(Records from a data collection)

___

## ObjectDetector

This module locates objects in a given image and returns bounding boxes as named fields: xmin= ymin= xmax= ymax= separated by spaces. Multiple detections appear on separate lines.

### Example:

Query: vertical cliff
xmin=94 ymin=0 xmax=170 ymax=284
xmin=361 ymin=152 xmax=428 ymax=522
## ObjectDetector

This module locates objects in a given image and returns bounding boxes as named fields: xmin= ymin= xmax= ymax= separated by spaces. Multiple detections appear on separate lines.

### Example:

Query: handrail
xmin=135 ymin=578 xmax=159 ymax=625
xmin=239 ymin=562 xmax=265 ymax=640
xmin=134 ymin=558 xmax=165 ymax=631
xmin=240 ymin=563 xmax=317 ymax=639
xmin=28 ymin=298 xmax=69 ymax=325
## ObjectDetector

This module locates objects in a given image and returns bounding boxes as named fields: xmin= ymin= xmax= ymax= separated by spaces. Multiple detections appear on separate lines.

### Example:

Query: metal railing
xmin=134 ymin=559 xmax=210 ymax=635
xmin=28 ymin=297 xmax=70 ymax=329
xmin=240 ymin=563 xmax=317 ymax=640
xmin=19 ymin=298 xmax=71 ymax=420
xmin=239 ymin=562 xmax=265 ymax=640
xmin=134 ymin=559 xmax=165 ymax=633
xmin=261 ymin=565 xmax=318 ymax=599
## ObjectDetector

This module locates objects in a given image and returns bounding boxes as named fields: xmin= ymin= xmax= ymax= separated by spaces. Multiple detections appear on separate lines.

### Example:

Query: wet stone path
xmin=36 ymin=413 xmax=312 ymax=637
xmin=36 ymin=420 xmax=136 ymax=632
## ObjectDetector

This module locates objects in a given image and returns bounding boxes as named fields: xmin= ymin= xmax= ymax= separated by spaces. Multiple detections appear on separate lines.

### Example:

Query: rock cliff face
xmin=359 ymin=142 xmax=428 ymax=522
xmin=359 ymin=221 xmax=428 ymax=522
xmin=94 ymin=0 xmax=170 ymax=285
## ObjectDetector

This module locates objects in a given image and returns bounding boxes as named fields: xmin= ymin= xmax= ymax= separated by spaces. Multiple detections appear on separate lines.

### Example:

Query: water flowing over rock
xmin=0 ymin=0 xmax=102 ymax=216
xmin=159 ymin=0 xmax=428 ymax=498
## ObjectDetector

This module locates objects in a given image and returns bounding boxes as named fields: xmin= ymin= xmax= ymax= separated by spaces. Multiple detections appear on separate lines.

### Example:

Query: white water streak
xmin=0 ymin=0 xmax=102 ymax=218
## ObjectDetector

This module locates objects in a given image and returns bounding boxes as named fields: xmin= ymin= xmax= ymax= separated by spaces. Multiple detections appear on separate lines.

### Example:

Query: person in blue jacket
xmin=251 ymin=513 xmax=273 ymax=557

___

Set out the records again, exactly as they appear above.

## ObjectDetector

This module locates objects in a given image and returns bounding boxes as named fields: xmin= ymin= xmax= ymax= separated by spaces. Multiple detections appear on separate lines.

### Example:

Query: vertical cliff
xmin=94 ymin=0 xmax=170 ymax=284
xmin=361 ymin=152 xmax=428 ymax=522
## ObjectDetector

This module locates objects in a given image and returns bounding boxes as named fields: xmin= ymin= xmax= ymax= separated by spaces. Multiple detections appear on separate lines.

### Example:

Query: handrail
xmin=135 ymin=578 xmax=159 ymax=625
xmin=239 ymin=562 xmax=265 ymax=640
xmin=134 ymin=558 xmax=165 ymax=631
xmin=240 ymin=563 xmax=317 ymax=639
xmin=28 ymin=298 xmax=69 ymax=325
## ObjectDetector

This module locates objects in a given image and returns bounding boxes as named fields: xmin= ymin= xmax= ymax= separated by spaces. Multiple detections appear on separate lines.

### Example:

Query: metal railing
xmin=134 ymin=559 xmax=210 ymax=635
xmin=28 ymin=297 xmax=70 ymax=329
xmin=240 ymin=563 xmax=317 ymax=640
xmin=19 ymin=298 xmax=71 ymax=420
xmin=239 ymin=562 xmax=265 ymax=640
xmin=134 ymin=559 xmax=165 ymax=633
xmin=261 ymin=565 xmax=318 ymax=599
## ObjectDetector

This module locates objects in a given image and returns bounding boxes as named fields: xmin= ymin= xmax= ymax= separated by spaces. Multiple detections appear on separate lines.

### Example:

Query: wet stone path
xmin=36 ymin=413 xmax=312 ymax=637
xmin=36 ymin=420 xmax=136 ymax=632
## ObjectDetector

This module locates objects in a given image and returns bounding boxes as named fields: xmin= ymin= xmax= ymax= separated by spaces. Multiple detections appear on separate lines.

### Example:

Query: rock cliff face
xmin=359 ymin=142 xmax=428 ymax=522
xmin=359 ymin=221 xmax=428 ymax=522
xmin=94 ymin=0 xmax=170 ymax=285
## ObjectDetector

This module locates objects in a given image and returns bounding boxes as named fields: xmin= ymin= xmax= ymax= separated by spaces. Multiple detections appear on separate lines.

### Example:

Query: water flowing over rock
xmin=0 ymin=0 xmax=102 ymax=216
xmin=159 ymin=0 xmax=428 ymax=498
## ObjectDetector

This module locates objects in a given image and returns bounding boxes as named fields: xmin= ymin= xmax= ymax= separated by spaces. Multiple detections appear on separate lines.

### Example:

Query: white water streak
xmin=0 ymin=0 xmax=102 ymax=218
## ObjectDetector

This module locates objects in a given image and returns bounding boxes as named fields: xmin= ymin= xmax= ymax= separated by spaces. Multiple detections appear on separate lines.

### Example:

Query: person in blue jacket
xmin=251 ymin=513 xmax=273 ymax=557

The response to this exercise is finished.